### Extract to read
----------

Wholly Healthy: You Need a Doctor

We have amazing medical capabilities today. Our ability to ease suffering, fight disease and prolong life is growing by leaps and bounds. However, for all of the medical miracles going on, navigating this system just seems to get more and more difficult as the rules and guidelines are constantly changed by researchers, specialty organizations, insurers and government.

What can we do to make it easier? Well, I don’t have any desire to discuss the politics of it all, but from experience I can certainly make a suggestion. One of the most important things patients can do is have a primary care physician. By having a primary care doctor — that is, an internist, family practice physician or pediatrician — many of the twists and turns of modern health care can be avoided or simplified.

Primary care offices understand how to deal with insurance companies and make referrals to specialists. They can also help patients engage with social services when necessary and can provide everything from episodic care for acute injuries to preventive and end-of-life care for their patients.

From the standpoint of this emergency physician, it’s always wonderful to be able to discuss a patient’s needs with a caring, informed primary care provider. Often, from the top of their medical heads, they can tell me more about a person than stacks of records faxed from a hospital.

----------

### Records supplied

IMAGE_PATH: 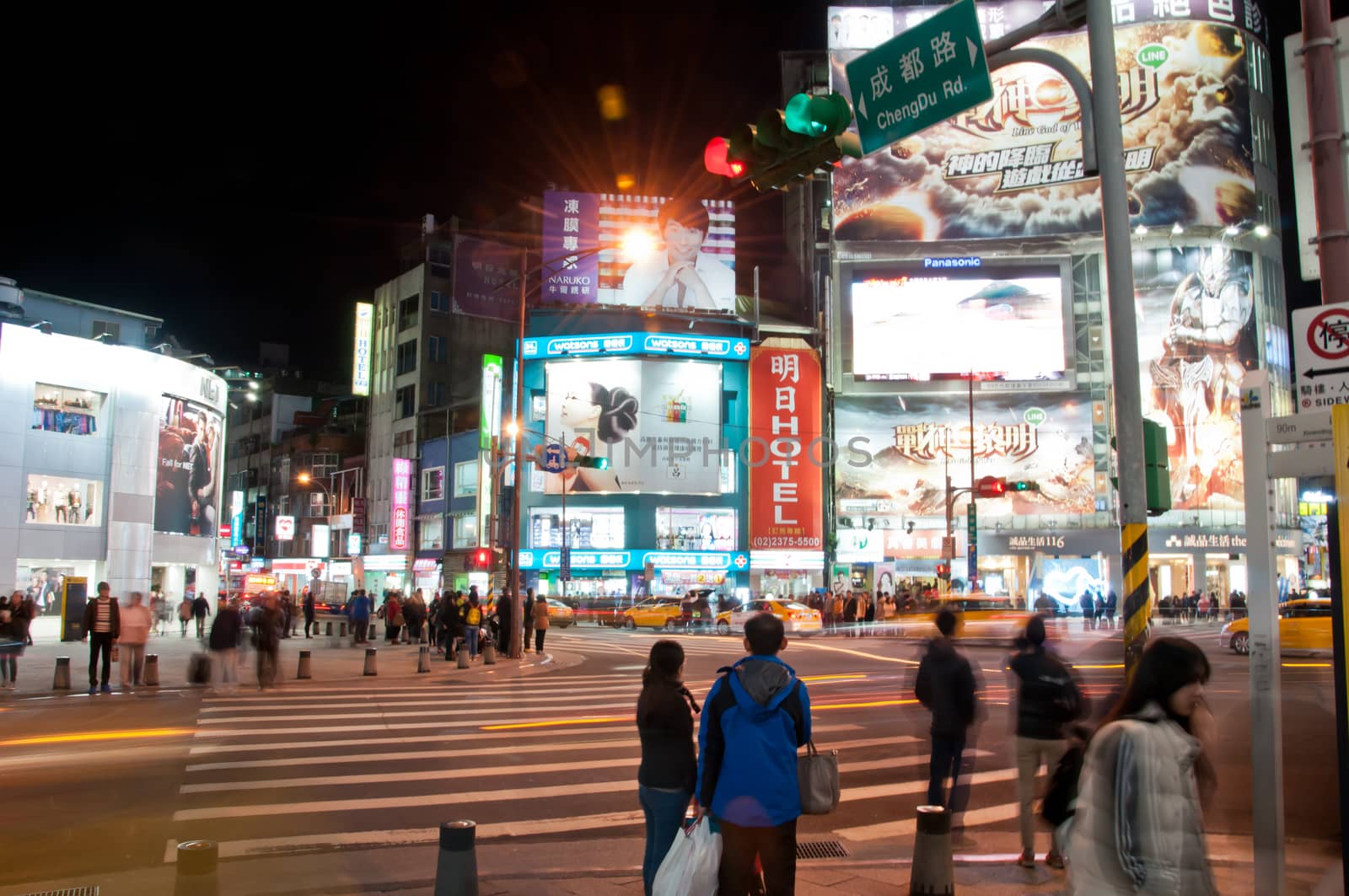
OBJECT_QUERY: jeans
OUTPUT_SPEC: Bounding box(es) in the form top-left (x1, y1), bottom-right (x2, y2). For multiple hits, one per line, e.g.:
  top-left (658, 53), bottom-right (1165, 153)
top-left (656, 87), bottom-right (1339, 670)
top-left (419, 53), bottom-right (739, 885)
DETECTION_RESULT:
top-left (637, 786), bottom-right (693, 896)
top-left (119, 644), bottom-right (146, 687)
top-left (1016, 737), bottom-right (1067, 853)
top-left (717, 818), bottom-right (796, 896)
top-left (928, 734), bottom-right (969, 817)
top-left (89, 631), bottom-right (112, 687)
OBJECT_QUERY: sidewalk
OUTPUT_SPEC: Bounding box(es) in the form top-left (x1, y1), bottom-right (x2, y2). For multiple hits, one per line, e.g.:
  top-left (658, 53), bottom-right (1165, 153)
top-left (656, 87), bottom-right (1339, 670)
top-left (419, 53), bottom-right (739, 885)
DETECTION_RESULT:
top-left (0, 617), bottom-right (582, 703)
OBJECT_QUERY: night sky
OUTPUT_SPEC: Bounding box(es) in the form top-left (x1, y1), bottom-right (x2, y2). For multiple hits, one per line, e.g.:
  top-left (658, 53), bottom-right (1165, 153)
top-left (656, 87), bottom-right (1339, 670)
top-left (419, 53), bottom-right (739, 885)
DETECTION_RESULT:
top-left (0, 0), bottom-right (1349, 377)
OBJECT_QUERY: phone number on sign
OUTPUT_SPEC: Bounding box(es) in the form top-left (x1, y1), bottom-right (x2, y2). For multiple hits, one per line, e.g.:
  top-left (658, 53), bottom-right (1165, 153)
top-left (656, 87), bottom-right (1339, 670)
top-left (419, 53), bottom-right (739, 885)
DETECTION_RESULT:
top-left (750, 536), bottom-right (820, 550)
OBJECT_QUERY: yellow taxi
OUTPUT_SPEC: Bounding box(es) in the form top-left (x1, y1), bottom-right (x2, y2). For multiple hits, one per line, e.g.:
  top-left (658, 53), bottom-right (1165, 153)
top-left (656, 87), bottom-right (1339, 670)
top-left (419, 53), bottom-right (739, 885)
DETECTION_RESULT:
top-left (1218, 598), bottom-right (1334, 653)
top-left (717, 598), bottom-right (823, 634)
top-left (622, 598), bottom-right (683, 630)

----------

### Task to complete
In the column on primary care, which three kinds of physician are named as primary care doctors? Rely only on the text for what comes next.

### Output below
An internist, a family practice physician or a pediatrician.